- [Text]
_ _ _ _ _
Samar State University (SSU) is a public university in the Philippines located in the province of Samar. Its main campus is located in Barangay Guindaponan, Catbalogan. The university has three other external campuses: Mercedes Campus, Catbalogan; Paranas Campus, and Basey Campus.

The university was first known as Samar State Polytechnic College until it was converted into a university with the merger of Wright Vocational School in Paranas, Samar and Samar Regional School of Fisheries based in Catbalogan.

Samar State University is mandated to provide advanced instruction and professional training in the arts, philosophy, social sciences, agriculture, fishery, forestry, science and technology, engineering, education, law, and other related fields, and also to undertake research and extension services, and provide progressive leadership in its area of specialization.

History
From its humble beginning, the university began in a small one-story small building that only measured 31 meters by 12 meters based on the report by the Philippine Commission. The construction of the building was estimated at ₱19,000 pesos. It was inaugurated in 1912 as Samar Trade School during the incumbency of Governor Vicente Jazmines, serving as the laboratory shop of Samar Provincial High School. It was later converted into an independent secondary trade school. It had it first graduation exercise in 1932.
_ _ _ _ _
- [Data provided]

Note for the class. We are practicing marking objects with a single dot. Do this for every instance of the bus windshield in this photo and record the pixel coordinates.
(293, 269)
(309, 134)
_ _ _ _ _
- [Task goal] Continue the Samar State University text with the next part, starting after its last sentence.

- [Exercise output]
On June 21, 1959, by virtue of Republic Act No. 2435, the school was converted into Samar School of Arts and Trades, offering a two-year technical curriculum in various vocational areas. It subsequently was given the authority to offer a four-year teacher-education curriculum, Bachelor of Science in Industrial Education (BSIE) and a four-year technical education curriculum, Bachelor of Science in Industrial Technology. It later expanded its programs to evening classes and extension services, and to masters-level instruction.

In 1981, it became one of twenty-three vocational-technical institutes in the Philippines to receive the Asian Development Bank of the Philippines-Vocational Technical (ADV-VOC-TECH) counterpart loan of the MECS in the form of equipment for Automotive, Electronics, Civil and Machine Shop Technology.

In  1982,  Samar School of Arts and Trade was renamed as Samar State Polytechnic College. In October 1999, it merged with Samar Regional School of Fisheries - now the College of Fisheries and Marine Sciences.

In 2003, Republic Act 9313 was passed into law which converted Samar State Polytechnic College into a university and renamed it as Samar State University, incorporating into the system Wright Vocational School in Paranas, Samar.

Campus life
There are numerous clubs and organizations based in the main campus and branches of Samar State University.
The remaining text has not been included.